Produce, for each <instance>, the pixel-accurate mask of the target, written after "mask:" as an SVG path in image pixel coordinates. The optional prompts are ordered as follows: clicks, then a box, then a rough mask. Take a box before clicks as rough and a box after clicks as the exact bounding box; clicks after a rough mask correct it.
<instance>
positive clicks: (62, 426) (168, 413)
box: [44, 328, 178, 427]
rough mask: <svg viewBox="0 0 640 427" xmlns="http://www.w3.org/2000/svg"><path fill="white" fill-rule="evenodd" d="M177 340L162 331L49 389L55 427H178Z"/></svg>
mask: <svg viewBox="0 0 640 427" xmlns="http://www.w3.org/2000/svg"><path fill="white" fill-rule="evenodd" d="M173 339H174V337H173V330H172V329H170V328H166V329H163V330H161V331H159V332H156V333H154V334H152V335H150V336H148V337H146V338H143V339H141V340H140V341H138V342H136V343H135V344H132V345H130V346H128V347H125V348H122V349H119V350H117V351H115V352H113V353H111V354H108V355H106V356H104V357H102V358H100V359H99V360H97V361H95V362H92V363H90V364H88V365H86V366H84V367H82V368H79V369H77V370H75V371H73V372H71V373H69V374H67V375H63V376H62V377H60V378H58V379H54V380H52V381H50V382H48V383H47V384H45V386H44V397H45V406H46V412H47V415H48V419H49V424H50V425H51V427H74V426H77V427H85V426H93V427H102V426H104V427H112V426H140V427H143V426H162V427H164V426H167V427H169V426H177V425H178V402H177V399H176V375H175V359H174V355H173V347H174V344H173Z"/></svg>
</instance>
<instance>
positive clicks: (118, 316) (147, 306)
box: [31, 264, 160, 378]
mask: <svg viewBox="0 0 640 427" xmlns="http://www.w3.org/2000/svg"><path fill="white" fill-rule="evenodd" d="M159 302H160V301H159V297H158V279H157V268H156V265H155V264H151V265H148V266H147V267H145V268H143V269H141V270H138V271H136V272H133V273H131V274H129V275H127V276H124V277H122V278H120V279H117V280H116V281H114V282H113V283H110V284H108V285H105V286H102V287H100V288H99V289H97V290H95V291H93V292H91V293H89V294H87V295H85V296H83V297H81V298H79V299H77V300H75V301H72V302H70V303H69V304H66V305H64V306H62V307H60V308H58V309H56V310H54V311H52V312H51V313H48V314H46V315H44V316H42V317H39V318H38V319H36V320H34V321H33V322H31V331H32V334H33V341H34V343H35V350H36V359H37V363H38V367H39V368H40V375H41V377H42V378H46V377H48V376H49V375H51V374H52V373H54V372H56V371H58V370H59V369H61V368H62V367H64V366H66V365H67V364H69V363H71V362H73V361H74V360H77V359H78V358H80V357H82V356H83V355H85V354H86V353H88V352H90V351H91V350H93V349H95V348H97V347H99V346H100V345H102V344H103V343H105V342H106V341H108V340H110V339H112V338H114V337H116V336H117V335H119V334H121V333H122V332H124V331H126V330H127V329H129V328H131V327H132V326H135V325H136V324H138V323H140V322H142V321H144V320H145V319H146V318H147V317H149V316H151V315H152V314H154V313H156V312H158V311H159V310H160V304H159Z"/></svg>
▬▬▬▬▬▬
Problem description: All lines above from the one with "</instance>" to the one with "positive clicks: (118, 316) (147, 306)", inclusive, should be copied exactly, and no other lines.

Response box:
</instance>
<instance>
positive clicks: (118, 316) (147, 306)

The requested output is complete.